_What the task asks_:
Repeat the rows verbatim, starting at the row containing "Q: For each instance of the red" and ending after the final row.
==== Dataset entries
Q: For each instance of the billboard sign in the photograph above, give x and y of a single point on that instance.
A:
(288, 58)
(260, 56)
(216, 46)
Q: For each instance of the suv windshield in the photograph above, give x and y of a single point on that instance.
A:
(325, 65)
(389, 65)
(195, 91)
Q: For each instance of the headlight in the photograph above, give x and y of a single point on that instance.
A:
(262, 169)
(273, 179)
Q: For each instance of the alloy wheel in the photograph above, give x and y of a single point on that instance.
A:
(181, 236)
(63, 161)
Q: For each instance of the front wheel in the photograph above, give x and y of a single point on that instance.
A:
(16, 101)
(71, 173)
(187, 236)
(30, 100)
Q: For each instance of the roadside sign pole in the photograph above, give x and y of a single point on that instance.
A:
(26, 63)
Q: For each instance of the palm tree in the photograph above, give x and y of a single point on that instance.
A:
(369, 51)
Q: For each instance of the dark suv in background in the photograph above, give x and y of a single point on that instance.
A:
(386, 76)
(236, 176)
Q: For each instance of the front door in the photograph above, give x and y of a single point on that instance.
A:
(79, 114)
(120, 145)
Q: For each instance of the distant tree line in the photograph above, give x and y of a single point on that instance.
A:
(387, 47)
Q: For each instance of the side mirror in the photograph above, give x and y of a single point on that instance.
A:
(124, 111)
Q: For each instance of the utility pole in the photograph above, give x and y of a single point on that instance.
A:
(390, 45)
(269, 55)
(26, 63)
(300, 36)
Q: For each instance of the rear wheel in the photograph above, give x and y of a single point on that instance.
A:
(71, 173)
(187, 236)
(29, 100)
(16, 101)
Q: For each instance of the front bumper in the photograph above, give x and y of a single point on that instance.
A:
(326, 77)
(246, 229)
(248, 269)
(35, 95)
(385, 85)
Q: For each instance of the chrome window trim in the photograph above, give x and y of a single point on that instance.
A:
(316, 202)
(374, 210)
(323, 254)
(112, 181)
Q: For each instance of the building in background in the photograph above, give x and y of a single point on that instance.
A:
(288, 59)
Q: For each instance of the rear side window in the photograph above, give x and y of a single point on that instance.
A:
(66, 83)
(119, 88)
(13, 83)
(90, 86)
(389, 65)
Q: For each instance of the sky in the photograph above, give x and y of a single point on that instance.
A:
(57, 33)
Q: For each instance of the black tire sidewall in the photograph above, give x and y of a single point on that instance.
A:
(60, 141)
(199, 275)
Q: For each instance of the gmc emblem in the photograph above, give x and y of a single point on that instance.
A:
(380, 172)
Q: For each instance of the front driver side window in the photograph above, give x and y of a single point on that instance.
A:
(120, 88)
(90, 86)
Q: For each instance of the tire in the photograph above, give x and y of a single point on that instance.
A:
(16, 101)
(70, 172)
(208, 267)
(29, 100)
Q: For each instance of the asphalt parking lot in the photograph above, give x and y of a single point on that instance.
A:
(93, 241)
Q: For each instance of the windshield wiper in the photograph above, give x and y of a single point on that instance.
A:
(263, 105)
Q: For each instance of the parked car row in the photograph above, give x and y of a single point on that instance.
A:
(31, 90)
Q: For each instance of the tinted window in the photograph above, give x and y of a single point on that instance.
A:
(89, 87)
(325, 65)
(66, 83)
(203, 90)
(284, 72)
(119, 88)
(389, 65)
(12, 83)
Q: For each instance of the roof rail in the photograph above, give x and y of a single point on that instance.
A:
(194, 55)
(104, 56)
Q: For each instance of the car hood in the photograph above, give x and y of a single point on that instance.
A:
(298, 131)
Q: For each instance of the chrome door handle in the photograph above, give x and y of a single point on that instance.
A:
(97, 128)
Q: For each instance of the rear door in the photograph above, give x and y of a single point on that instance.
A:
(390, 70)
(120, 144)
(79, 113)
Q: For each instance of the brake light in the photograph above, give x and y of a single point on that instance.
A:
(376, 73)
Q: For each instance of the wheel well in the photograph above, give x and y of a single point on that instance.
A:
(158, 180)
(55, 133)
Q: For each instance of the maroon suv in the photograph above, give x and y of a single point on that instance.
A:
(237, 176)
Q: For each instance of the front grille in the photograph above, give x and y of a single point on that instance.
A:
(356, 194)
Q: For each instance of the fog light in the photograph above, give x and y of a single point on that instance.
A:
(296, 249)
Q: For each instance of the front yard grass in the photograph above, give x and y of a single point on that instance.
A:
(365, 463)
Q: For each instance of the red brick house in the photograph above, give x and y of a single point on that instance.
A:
========
_Answer to this task_:
Q: For each instance of the red brick house in the photograph above, give x and y of a single point on that instance.
A:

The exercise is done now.